Segment Start: Recorded information
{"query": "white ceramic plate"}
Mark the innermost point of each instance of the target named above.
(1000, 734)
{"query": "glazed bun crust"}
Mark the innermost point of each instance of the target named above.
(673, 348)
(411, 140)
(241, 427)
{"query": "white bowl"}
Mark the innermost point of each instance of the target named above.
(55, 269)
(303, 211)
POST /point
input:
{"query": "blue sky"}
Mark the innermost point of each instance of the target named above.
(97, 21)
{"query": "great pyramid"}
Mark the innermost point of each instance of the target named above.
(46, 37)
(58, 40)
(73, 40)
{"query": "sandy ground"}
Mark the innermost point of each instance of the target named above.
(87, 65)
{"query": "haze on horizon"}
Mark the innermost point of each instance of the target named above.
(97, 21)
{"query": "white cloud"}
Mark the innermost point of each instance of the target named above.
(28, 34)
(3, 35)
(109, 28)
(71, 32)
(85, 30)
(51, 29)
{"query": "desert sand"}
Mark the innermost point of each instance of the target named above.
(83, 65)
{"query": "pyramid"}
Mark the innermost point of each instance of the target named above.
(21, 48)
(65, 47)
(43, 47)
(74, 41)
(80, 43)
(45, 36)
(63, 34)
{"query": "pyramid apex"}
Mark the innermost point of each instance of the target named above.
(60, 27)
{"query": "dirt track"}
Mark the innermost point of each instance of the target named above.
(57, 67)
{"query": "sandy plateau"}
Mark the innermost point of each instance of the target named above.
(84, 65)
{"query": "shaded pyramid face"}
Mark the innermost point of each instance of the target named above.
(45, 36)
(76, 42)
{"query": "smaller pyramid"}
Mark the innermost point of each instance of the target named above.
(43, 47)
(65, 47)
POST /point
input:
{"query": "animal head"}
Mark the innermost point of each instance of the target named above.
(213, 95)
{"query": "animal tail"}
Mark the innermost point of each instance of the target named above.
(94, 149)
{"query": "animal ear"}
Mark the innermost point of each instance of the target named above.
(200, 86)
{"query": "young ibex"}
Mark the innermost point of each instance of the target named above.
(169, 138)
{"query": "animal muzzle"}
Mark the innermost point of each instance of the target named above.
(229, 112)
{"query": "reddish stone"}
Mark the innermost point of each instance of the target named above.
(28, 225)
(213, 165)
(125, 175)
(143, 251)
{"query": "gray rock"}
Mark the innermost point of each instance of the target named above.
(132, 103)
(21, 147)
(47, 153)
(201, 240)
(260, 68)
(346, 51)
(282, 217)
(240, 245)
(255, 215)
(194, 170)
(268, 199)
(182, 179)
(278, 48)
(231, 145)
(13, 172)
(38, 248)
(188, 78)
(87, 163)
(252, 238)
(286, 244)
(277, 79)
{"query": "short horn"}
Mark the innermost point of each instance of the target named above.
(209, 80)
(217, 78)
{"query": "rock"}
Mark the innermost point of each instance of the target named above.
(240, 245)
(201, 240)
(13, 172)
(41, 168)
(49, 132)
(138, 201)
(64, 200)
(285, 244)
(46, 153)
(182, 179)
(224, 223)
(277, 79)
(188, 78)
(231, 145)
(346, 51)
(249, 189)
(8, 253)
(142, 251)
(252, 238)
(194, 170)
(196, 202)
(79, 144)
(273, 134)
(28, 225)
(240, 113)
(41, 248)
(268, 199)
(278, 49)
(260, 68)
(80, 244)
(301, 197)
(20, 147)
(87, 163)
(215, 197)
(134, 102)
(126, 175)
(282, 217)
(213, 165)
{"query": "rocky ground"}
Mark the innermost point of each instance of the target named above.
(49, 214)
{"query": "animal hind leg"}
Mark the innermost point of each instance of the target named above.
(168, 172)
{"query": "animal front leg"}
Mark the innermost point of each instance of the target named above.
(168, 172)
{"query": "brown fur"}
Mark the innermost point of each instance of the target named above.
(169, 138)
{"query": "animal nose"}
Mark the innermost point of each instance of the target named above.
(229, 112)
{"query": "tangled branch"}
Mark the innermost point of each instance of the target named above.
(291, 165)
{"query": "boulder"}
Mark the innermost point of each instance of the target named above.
Segment End: Recorded information
Task statement: Repeat the material above in full so that each line matches the original exactly.

Response:
{"query": "white ceramic plate"}
Mark the innermost point of each instance of the target named above.
(1000, 734)
{"query": "glazed bun crust"}
Mark the innermost point of each instance of the target named above.
(673, 348)
(411, 140)
(241, 427)
{"query": "white bowl"}
Mark the innermost point of each instance of the target named above.
(55, 269)
(303, 211)
POST /point
input:
{"query": "blue sky"}
Mark the innermost point of each instance of the target named above.
(97, 21)
{"query": "great pyramid"}
Mark the innermost point of each instance of the target named above.
(46, 37)
(58, 40)
(73, 40)
{"query": "sandy ground"}
Mark the innermost point of each instance of the target named above.
(87, 65)
{"query": "haze on horizon"}
Mark the innermost point of each instance of the target named above.
(97, 21)
{"query": "white cloud"}
Mark the innermost point of each instance of the target named above.
(28, 34)
(3, 35)
(109, 28)
(71, 32)
(85, 30)
(51, 29)
{"query": "desert sand"}
Mark the innermost point of each instance of the target named above.
(83, 65)
{"query": "pyramid"}
Mark the innermost point of each instance of the target named above.
(21, 48)
(65, 47)
(43, 47)
(74, 41)
(80, 43)
(45, 36)
(63, 34)
{"query": "pyramid apex"}
Mark the innermost point of each instance of the target named above.
(60, 27)
{"query": "dirt track"}
Mark the innermost point of each instance of the target named above.
(57, 67)
{"query": "sandy plateau"}
Mark the innermost point of each instance of the target named above.
(84, 65)
{"query": "shaded pyramid face"}
Mark the innermost point of each instance of the target named above.
(45, 36)
(76, 42)
{"query": "smaller pyramid"}
Mark the innermost point of each instance of the target named above.
(43, 47)
(65, 47)
POST /point
input:
{"query": "animal head"}
Mark the innermost point of each instance of the target named above.
(213, 95)
{"query": "animal tail"}
Mark the innermost point of each instance of the target named above.
(94, 149)
{"query": "animal ear"}
Mark the innermost point of each instance of the target named above.
(200, 86)
{"query": "young ibex"}
Mark the innermost point of each instance of the target named above.
(169, 138)
{"query": "animal muzzle"}
Mark the innermost point of each instance of the target named above.
(229, 112)
{"query": "reddish stone"}
Mark the innermost point of each instance of the target named above.
(28, 225)
(213, 165)
(125, 175)
(143, 251)
{"query": "gray rock"}
Mark the innermost point of each instance of the target named above.
(132, 103)
(21, 147)
(47, 153)
(201, 240)
(260, 68)
(346, 51)
(282, 217)
(240, 245)
(255, 215)
(194, 170)
(268, 199)
(182, 179)
(278, 48)
(231, 145)
(13, 172)
(38, 248)
(188, 78)
(87, 163)
(252, 238)
(286, 244)
(277, 79)
{"query": "short horn"}
Mark the innermost point of each instance of the target named above.
(209, 80)
(217, 78)
{"query": "rock"}
Mark the innermost point of each instance of the target named above.
(240, 245)
(201, 240)
(13, 172)
(41, 168)
(49, 132)
(138, 201)
(64, 200)
(285, 244)
(46, 153)
(182, 179)
(224, 223)
(277, 79)
(188, 78)
(231, 145)
(346, 51)
(249, 189)
(8, 253)
(142, 251)
(252, 238)
(194, 170)
(196, 202)
(79, 144)
(273, 134)
(28, 225)
(240, 113)
(41, 248)
(268, 199)
(278, 49)
(260, 68)
(80, 244)
(301, 197)
(20, 147)
(87, 163)
(215, 197)
(134, 102)
(126, 175)
(282, 217)
(213, 165)
{"query": "rocky ground"}
Mark the innermost point of each instance of the target named above.
(49, 214)
{"query": "animal hind leg"}
Mark the innermost point of each instance of the target named above.
(168, 172)
{"query": "animal front leg"}
Mark the innermost point of each instance of the target named above.
(168, 172)
{"query": "brown fur"}
Mark the innermost point of each instance of the target named above.
(169, 138)
{"query": "animal nose"}
Mark the innermost point of each instance of the target named above.
(229, 112)
{"query": "tangled branch"}
Mark the innermost point of each instance of the target named above.
(291, 165)
{"query": "boulder"}
Mark the innermost point of each instance of the target named above.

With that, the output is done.